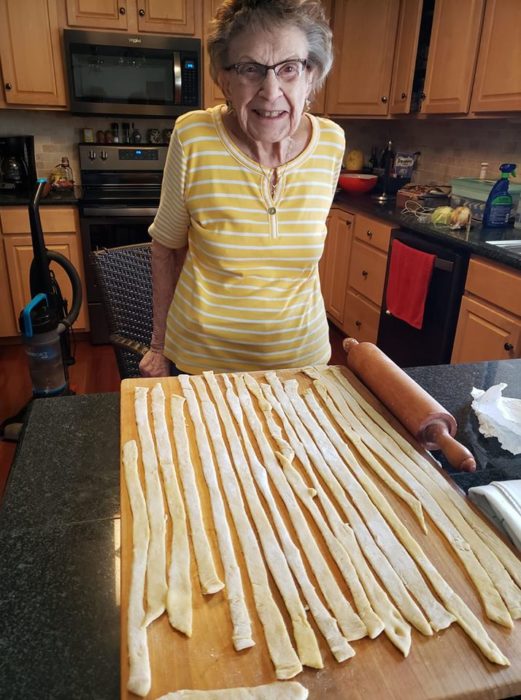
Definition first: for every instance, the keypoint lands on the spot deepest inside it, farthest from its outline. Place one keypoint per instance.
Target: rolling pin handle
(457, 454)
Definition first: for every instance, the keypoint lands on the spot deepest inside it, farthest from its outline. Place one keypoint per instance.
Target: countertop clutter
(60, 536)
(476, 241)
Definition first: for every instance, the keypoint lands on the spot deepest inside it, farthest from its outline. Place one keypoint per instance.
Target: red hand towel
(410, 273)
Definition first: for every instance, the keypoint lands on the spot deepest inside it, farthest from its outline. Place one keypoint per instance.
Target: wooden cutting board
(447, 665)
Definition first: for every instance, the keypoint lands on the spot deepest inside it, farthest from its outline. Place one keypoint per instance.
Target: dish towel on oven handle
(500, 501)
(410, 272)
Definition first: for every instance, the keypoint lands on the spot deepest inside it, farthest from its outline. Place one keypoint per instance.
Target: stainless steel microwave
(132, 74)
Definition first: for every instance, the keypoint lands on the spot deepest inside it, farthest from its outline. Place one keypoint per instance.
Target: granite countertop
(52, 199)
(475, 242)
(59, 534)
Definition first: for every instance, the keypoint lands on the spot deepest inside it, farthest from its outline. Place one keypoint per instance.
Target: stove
•••
= TASK BRIEF =
Where an entry contains an image, leave the image out; otherwise retype everything exactly.

= REPLY TO THE TASK =
Definition first: for every instance, the keypoint lands on the spot deepest inside it, farthest from its outline. Place one keypoint per instance.
Target: rolling pin handle
(457, 454)
Definition first: for every instance, the keypoint lands on the spot deepest inside it, farthest from its outline. Place one keypoint per instance.
Target: countertop clutter
(60, 536)
(476, 241)
Definition first: for every instance, the keypoint lands on the spot deepest inside it, farthest from its outline. Place one keypoint per instance.
Target: red hand towel
(410, 273)
Definition first: for every instance, the keypoint lands on the spot deepest inside it, farthest from its outline. Place one keypoint per instance.
Target: wooden cutting board
(447, 665)
Definition first: for every instance, the keypoint lands on the spot deepest inside it, farthest from its outline. Place one keypoint per instance.
Target: dish towel on oven handle
(500, 501)
(410, 272)
Definition first: for every instance, the keypoint lands on the spot deepest inside it, farthest from its outline. Place one keypoint per instance.
Target: stainless steel microwave
(132, 74)
Definition first: for every instance, the keypoint lands on the spot deepest inside it, farthest from its outline. Place one keypoint per instance.
Target: granite countertop
(52, 199)
(475, 242)
(59, 534)
Definition first: for every instance, the keypoint lands on the spot deepest inside it, farthest from its outline. Place one keypoint per instance.
Target: stove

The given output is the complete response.